It's a bit of a complicated dance with max and min, but you can just take my word for it if you like.

The pivot here is just the value of an array element. I'm not swapping it into the first or last location in the array; instead I am copying the value and treating the pivot's location as just another array location. This may not be the best approach---it involves creating a copy of the value---but should work for a garbage collected language where I can assume that any large, complicated structures are allocated on the heap and so I'm just copying a pointer or other primitive.

Partitioning

In case you haven't heard this often enough, here's how quicksort works: it starts with an array and a pivot, partitions the array into (at least) two parts (each possibly empty) with all of the elements in one part being less than or equal to the pivot and all of the elements in the other part being greater than or equal to the pivot, and then recursively calls itself (as seen above) on the two parts. The recursion stops when there are too few elements in a partition to be sorted (left is greater than or equal to j, for example, in the code above).

There is one complication to partitioning: most published versions of the algorithm use signed integers as array indices, but most modern programming languages use unsigned integers. For example, this is a line from a basic quicksort implementation (in C++) from a presentation by Robert Sedgewick:

int i = l-1, Item v = a[r];

l in this case is the left, lowest, index into the array. This works fine if indices are signed; if l is zero, i is -1, and is a perfectly valid flag value if we are careful not to use it as an index before incrementing it. But if array indices are unsigned and i is used as an index and l is zero, then i is assigned something like 264-1, which is larger than j, l, r, and all the other values around. Ain't nobody going to be happy with that.

Robert even says, as part of a list of subtle implementation issues,

Staying in bounds. If the smallest item or the largest item in the array is the partitioning item, we have to take care that the pointers do not run off the left or right ends of the array, respectively.

But he doesn't mention unsigned indices. Thanks, Robert.

It is not very hard to adjust a simple partition algorithm to work with unsigned integers. The normal partitioning algorithm above has an invariant, a logical predicate that applies after the variables are initialized, after each execution of the loop, and at the end of the loop, such that the next item to look at (in the part of the algorithm moving from left to right using i) is at i+1. Adjusting this algorithm for unsigned indices means changing that invariant to have the next item to look at be at index i.

Invariants like that are an important part of algorithms and writing code in general. But more on that later...

Here is the adjusted partition function:

fun _partition
[T: Comparable[T] val]
(a: Array[T] ref,
pivot: T,
left: USize val,
right: USize val): (USize val, USize val) ? =>
var i = left
var j = right
while i <= j do
while (i < right) and (a(i) < pivot) do
i = i + 1
end
while (left < j) and (a(j) > pivot) do
j = j - 1
end
if i <= j then
if i < j then
a(i) = a(j) = a(i)

::::::::::

_PARTS OF THE EXERCISE_.
1 – In the quicksort text, where must the partition invariant place the next item to look at once the algorithm is adjusted for unsigned indices?
2 – Summarize the quicksort text in two sentences.

_EXTRACTED DATA_.
::::::::::

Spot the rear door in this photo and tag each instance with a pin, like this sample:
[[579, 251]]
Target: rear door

::::::::::

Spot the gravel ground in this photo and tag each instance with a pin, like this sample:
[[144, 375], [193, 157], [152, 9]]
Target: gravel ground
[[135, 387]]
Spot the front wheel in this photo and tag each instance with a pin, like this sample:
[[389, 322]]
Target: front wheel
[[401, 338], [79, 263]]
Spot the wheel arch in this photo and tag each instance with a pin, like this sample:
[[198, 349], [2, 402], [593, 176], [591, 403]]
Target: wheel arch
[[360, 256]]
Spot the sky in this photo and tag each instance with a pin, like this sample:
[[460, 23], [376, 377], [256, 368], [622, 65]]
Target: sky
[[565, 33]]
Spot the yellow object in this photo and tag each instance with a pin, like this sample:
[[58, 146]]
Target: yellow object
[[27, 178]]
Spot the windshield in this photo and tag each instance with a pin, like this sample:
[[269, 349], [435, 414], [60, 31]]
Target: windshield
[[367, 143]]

::::::::::

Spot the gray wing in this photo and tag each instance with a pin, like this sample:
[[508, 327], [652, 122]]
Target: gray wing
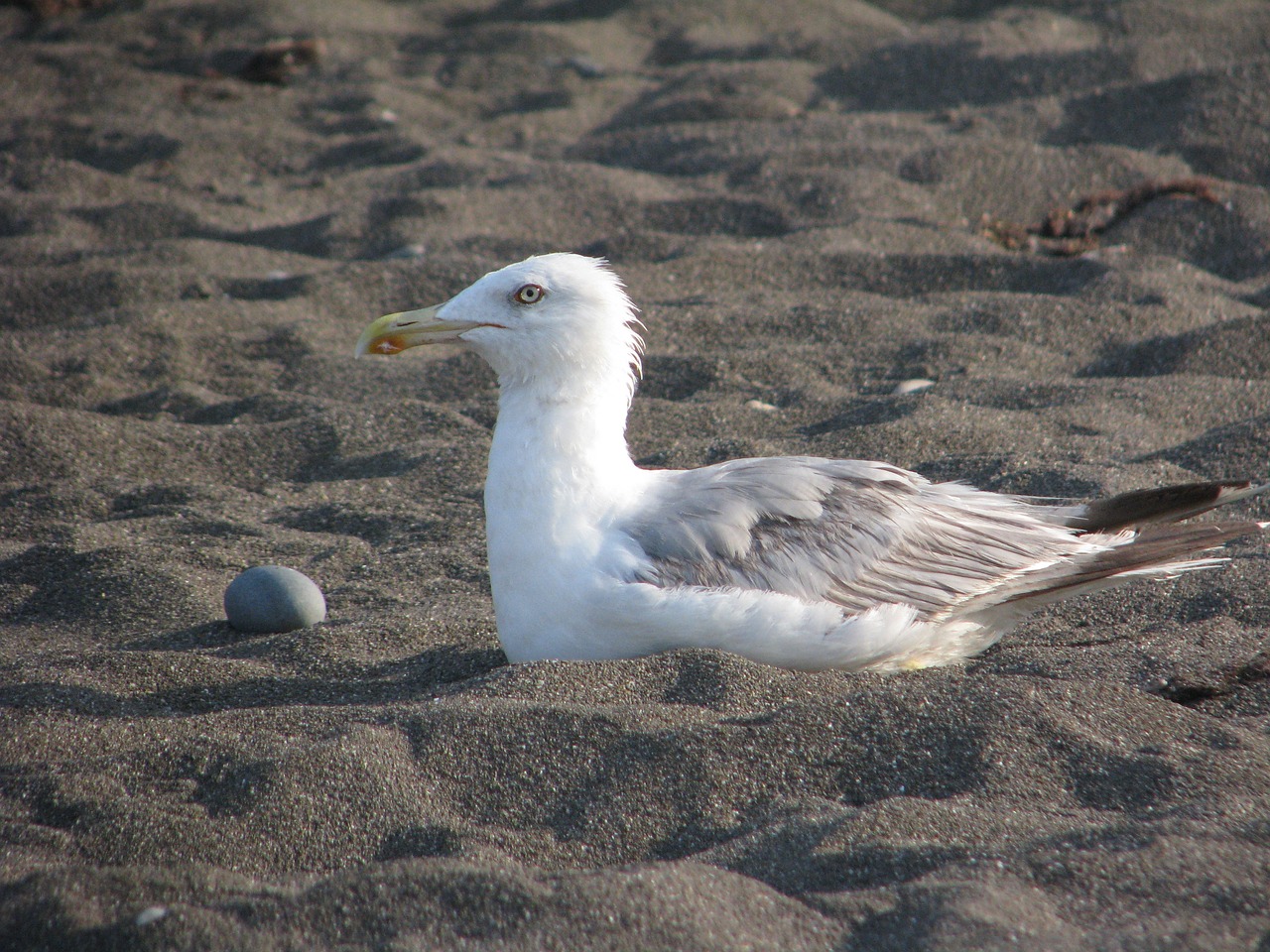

::::::::::

_FULL ANSWERS_.
1 – At index i, rather than at i+1.

2 – Quicksort partitions an array into parts whose elements are less than or equal to, or greater than or equal to, a pivot, then recursively calls itself on those parts. Most published versions use signed array indices, which cause problems when indices are unsigned, so the partition algorithm is adjusted by changing its invariant so that the next item to look at is at index i instead of i+1.